TASK MATERIAL:
--------------------------------------------------

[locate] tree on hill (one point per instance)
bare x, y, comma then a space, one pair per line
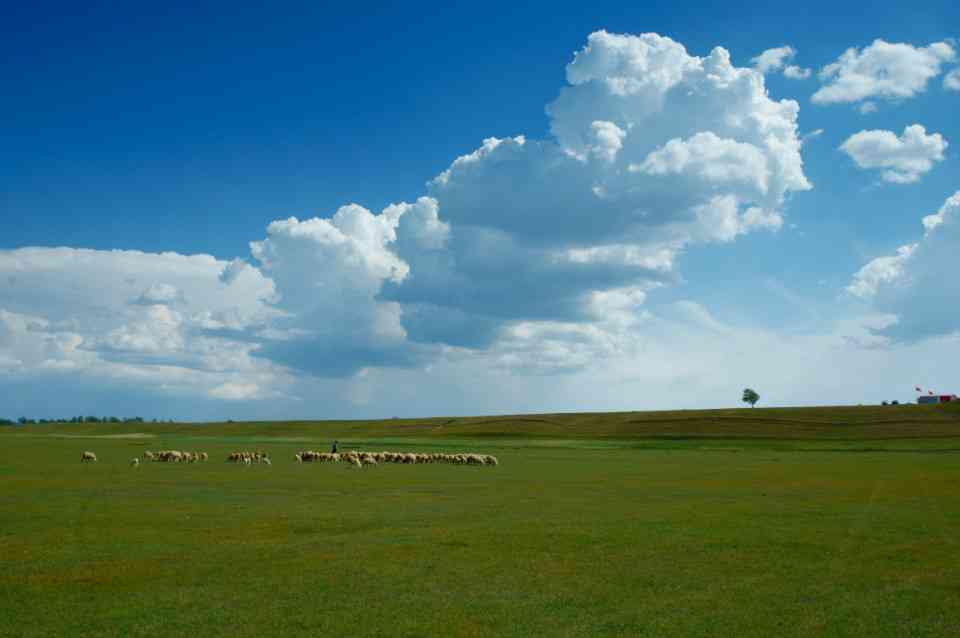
750, 396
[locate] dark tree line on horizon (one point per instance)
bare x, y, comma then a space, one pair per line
80, 419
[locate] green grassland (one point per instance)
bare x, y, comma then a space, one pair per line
765, 522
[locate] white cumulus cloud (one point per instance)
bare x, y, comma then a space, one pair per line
773, 59
919, 285
905, 158
951, 81
882, 70
795, 72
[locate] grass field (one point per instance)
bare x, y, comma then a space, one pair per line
826, 522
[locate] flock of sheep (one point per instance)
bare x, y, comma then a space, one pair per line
352, 458
359, 458
248, 458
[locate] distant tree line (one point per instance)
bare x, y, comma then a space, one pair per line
81, 419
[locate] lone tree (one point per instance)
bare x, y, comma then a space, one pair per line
750, 396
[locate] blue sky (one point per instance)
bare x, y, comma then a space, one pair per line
189, 130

--------------------------------------------------

Give the lines from the one containing "[locate] grass field (one point per instance)" through the end of the items as a Markdown table, skipping blank lines. Use a "Row" column for the row number and a "Text" column for the line.

TASK OUTPUT:
| Row | Text |
|---|---|
| 1 | [locate] grass field (one point per instance) |
| 2 | bare x, y, comma then a space, one pair per line |
| 3 | 826, 522 |
| 4 | [locate] flock of sheep (one point per instance) |
| 5 | bare x, y, comma then a space, one pair per line |
| 6 | 352, 458 |
| 7 | 359, 458 |
| 8 | 248, 458 |
| 9 | [locate] distant tree line (one point per instance) |
| 10 | bare x, y, comma then a space, one pair per line |
| 11 | 81, 419 |
| 12 | [locate] lone tree (one point per instance) |
| 13 | bare x, y, comma then a space, one pair per line |
| 14 | 750, 396 |
| 15 | [locate] blue sky (one point per instance) |
| 16 | bare x, y, comma then a space, one pair per line |
| 17 | 189, 130 |